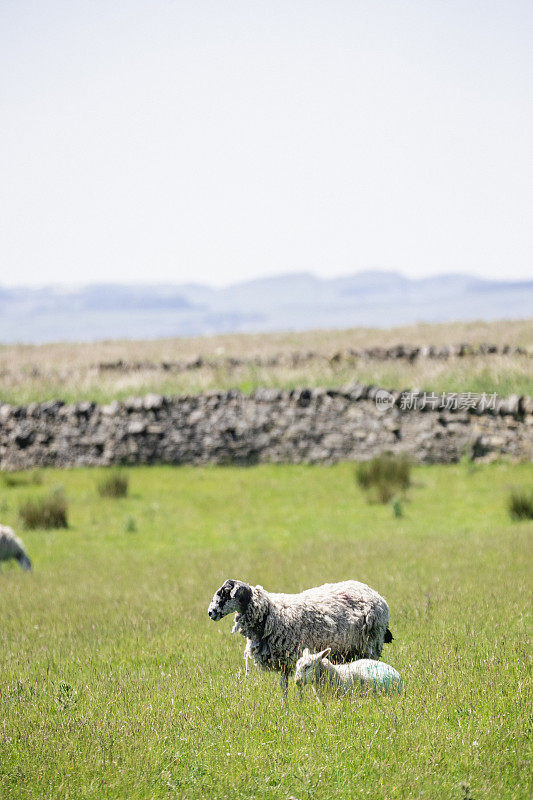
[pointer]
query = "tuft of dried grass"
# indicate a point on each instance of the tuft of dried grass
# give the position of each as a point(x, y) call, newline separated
point(520, 504)
point(115, 484)
point(384, 476)
point(50, 511)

###

● **Instructions to follow**:
Swap "dried grass" for "green moss" throughout the listing above, leaving everything else unchanged, and omit the pictures from your answer.

● **Output below**:
[pointer]
query = "tuft of green moss"
# indicate a point on each instance of the tuft of green moss
# give the position of each as a point(x, y) call, newline separated
point(520, 504)
point(115, 484)
point(384, 476)
point(50, 511)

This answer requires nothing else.